## TEXTE AFFICHÉ
%%
Squall a écrit: C'est positif donc ?
Positif pour qui ? Je suis sûr que c’est positif pour quelqu’un, au moins sur le court terme.
J’imagine que tu voulais dire « est-ce que c’est globalement positif, au sens général, est-ce que cela va améliorer la vie matérielle des gens, notamment ceux qui sont le plus dans le besoin ?».
Dans ce cas, la réponse est pour moi négative pour les raisons suivantes.
Déjà, rappelons que notre société n’a jamais été aussi riche dans ses possibilités : nous sommes capable de faire beaucoup plus aujourd’hui avec beaucoup moins. C’est somme toute logique, puisqu’en 70 ans nous avons fait d’innombrable progrès, tant dans le savoir, que dans les méthodologies de production... et non l’inverse.
Nous consommons plus de ressources naturelles aujourd’hui qu’hier, et demain, malheureusement encore plus. Il y a aura un problème de manque de ressource dans le futur, mais nous sommes présentement pas impacté économiquement puisque nous en prenons davantage qu’hier.
Malgré cela, nous n’avons pas été capable au niveau du système de répondre à la pauvreté, aux inégalités… Pire, il semblerait que ces maux augmentent.
Il y a donc un paradoxe manifeste entre ce qu’on peut matériellement faire aujourd’hui, et ce qu’on en fait.
De cette observation, nous pouvons convenir que nous avons avant tout un problème de redistribution, d’affectation de la richesse créée. La richesse et ses possibilités, elle, ne manque pas.
Fort de ce constat, nous pouvons analyser l’efficacité d’une baisse d’impôt sur les sociétés. On rappellera que l’impôt est une allocation de ressource, il ne s’agit pas d’une perte absolu de la richesse créée, qui elle, on l’a vu, n’a cessé de croître (également en rapport sur population).
%%
## LIGNES ENREGISTRÉES
%%
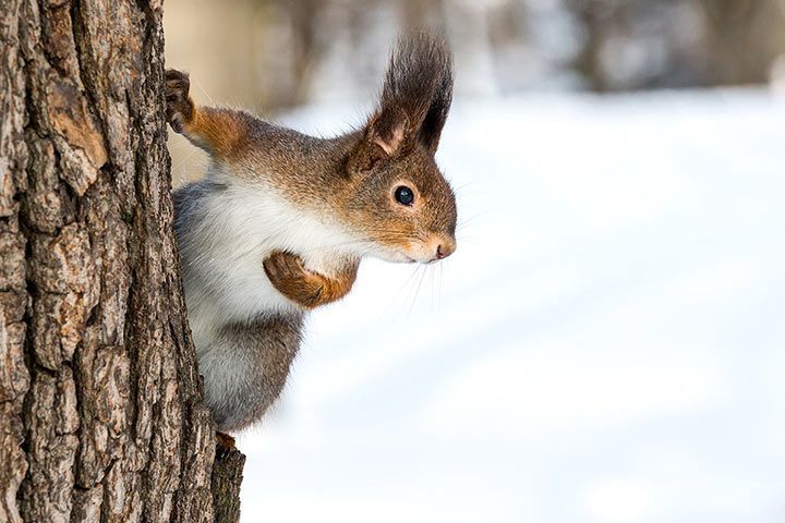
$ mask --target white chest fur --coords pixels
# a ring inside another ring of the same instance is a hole
[[[264,271],[271,252],[295,253],[307,268],[330,275],[353,243],[336,223],[295,208],[269,187],[228,185],[205,197],[195,215],[193,229],[180,234],[180,250],[197,350],[224,325],[298,308]]]

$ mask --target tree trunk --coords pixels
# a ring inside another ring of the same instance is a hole
[[[237,506],[210,492],[162,45],[160,1],[0,2],[0,522]]]

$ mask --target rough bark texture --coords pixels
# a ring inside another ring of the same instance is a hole
[[[213,521],[162,42],[159,1],[0,2],[0,522]]]

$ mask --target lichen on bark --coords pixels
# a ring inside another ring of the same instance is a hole
[[[159,2],[0,2],[0,521],[214,519],[162,46]]]

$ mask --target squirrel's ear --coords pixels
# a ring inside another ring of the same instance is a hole
[[[437,63],[436,89],[431,98],[431,107],[420,125],[420,141],[432,155],[436,153],[452,104],[452,59],[447,51],[440,58]]]
[[[385,75],[378,109],[366,141],[391,156],[415,141],[436,151],[452,100],[452,58],[440,39],[427,33],[401,38]]]

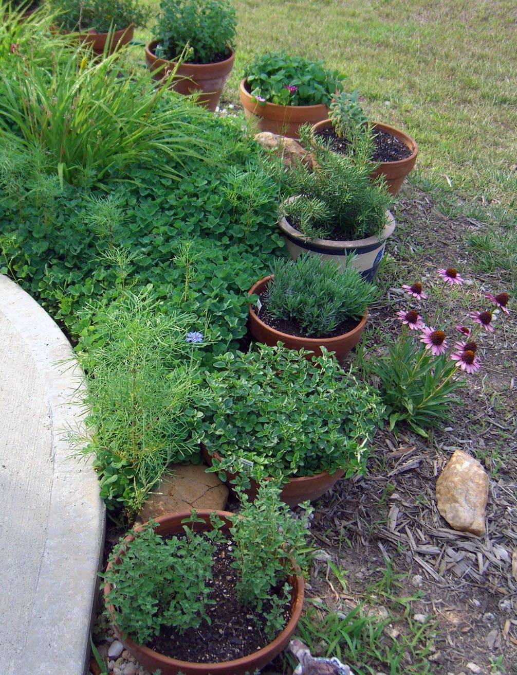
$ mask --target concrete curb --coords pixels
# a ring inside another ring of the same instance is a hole
[[[25,351],[30,352],[42,381],[51,426],[53,467],[47,535],[34,579],[26,640],[20,662],[9,663],[8,672],[83,675],[99,587],[105,510],[90,464],[70,458],[64,437],[64,429],[82,425],[81,408],[71,400],[82,387],[82,378],[78,365],[70,362],[71,348],[56,323],[20,286],[0,275],[1,315],[18,333]],[[15,520],[16,516],[12,514]],[[9,564],[8,553],[0,551],[2,567]],[[13,618],[3,617],[0,633],[9,630]]]

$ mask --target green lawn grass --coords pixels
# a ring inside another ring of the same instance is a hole
[[[514,0],[233,1],[237,56],[224,99],[238,102],[243,69],[257,53],[284,48],[324,58],[359,90],[374,119],[415,138],[418,165],[433,184],[483,203],[511,202]]]

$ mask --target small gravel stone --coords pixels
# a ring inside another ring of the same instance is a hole
[[[124,645],[121,642],[119,642],[118,640],[115,640],[110,645],[109,649],[108,649],[108,656],[109,656],[111,659],[116,659],[120,656],[123,651]]]

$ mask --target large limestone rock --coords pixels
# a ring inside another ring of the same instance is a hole
[[[224,510],[228,488],[204,464],[175,464],[152,491],[139,514],[143,522],[192,508]]]
[[[436,481],[438,510],[451,527],[481,537],[489,479],[477,459],[456,450]]]
[[[284,166],[290,167],[301,161],[310,169],[312,167],[312,155],[307,152],[294,138],[288,138],[278,134],[264,131],[255,134],[255,140],[266,150],[282,157]]]

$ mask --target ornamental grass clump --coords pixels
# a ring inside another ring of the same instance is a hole
[[[212,63],[230,56],[235,39],[235,9],[229,0],[162,0],[154,28],[155,53],[177,61]]]
[[[419,305],[396,313],[402,324],[400,337],[390,340],[387,351],[367,364],[379,378],[390,429],[405,422],[422,436],[450,418],[454,392],[465,385],[463,374],[472,375],[481,367],[481,339],[494,331],[496,313],[501,318],[508,314],[510,300],[506,292],[485,293],[496,309],[473,310],[466,320],[458,321],[451,315],[448,289],[460,288],[464,279],[452,267],[438,269],[437,277],[442,283],[432,316],[421,308],[420,303],[427,299],[423,284],[404,284]]]
[[[212,470],[249,467],[249,477],[283,481],[344,469],[363,470],[368,442],[384,406],[371,387],[345,373],[322,348],[307,352],[260,346],[228,353],[208,373],[208,404],[200,418],[200,439]]]
[[[291,319],[309,335],[325,336],[346,319],[360,319],[376,298],[375,287],[353,267],[304,253],[296,261],[278,258],[264,294],[268,312]]]
[[[315,142],[307,126],[300,138],[313,153],[316,169],[299,162],[286,173],[291,198],[283,202],[281,212],[289,224],[309,238],[348,241],[378,236],[394,200],[382,179],[370,179],[375,167],[369,159],[371,134],[359,134],[350,155]]]
[[[290,56],[283,51],[255,56],[244,74],[251,95],[261,105],[328,105],[343,88],[342,76],[326,68],[323,60]]]

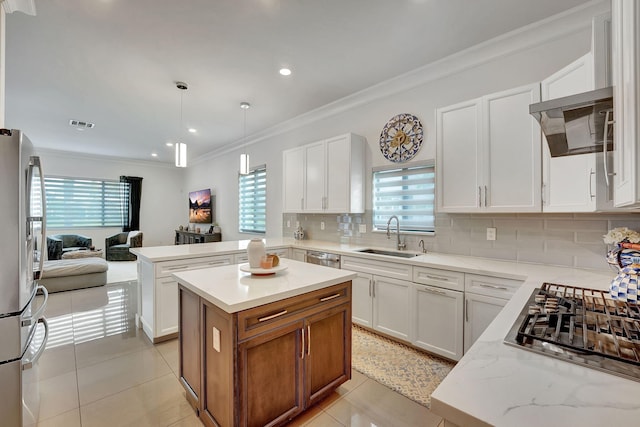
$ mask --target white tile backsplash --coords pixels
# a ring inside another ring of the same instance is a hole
%%
## CONSIGNE 1
Recopiez le passage du texte sur la richesse et l'impôt qui commence à « Dans ce cas, la » et se termine à « prenons davantage qu’hier. ».
## CONSIGNE 2
D'après le texte sur la richesse et l'impôt, les affirmations suivantes sont-elles exactes ? Répondez par oui ou par non, avec les mots du texte qui tranchent, cités tels quels.
(a) Le texte affirme que la richesse et ses possibilités manquent.
(b) Le texte dit que nous consommons aujourd'hui plus de ressources naturelles qu'hier.
(c) Le texte présente l'impôt comme une perte absolue de la richesse créée.
## CONSIGNE 3
Selon le texte sur la richesse et l'impôt, quel problème avons-nous avant tout ?

## RÉPONSE COMPLÈTE 1
Dans ce cas, la réponse est pour moi négative pour les raisons suivantes.
Déjà, rappelons que notre société n’a jamais été aussi riche dans ses possibilités : nous sommes capable de faire beaucoup plus aujourd’hui avec beaucoup moins. C’est somme toute logique, puisqu’en 70 ans nous avons fait d’innombrable progrès, tant dans le savoir, que dans les méthodologies de production... et non l’inverse.
Nous consommons plus de ressources naturelles aujourd’hui qu’hier, et demain, malheureusement encore plus. Il y a aura un problème de manque de ressource dans le futur, mais nous sommes présentement pas impacté économiquement puisque nous en prenons davantage qu’hier.

## RÉPONSE COMPLÈTE 2
(a) Non : « La richesse et ses possibilités, elle, ne manque pas. »
(b) Oui : « Nous consommons plus de ressources naturelles aujourd’hui qu’hier »
(c) Non : « il ne s’agit pas d’une perte absolu de la richesse créée »

## RÉPONSE COMPLÈTE 3
Un problème de redistribution, d'affectation de la richesse créée.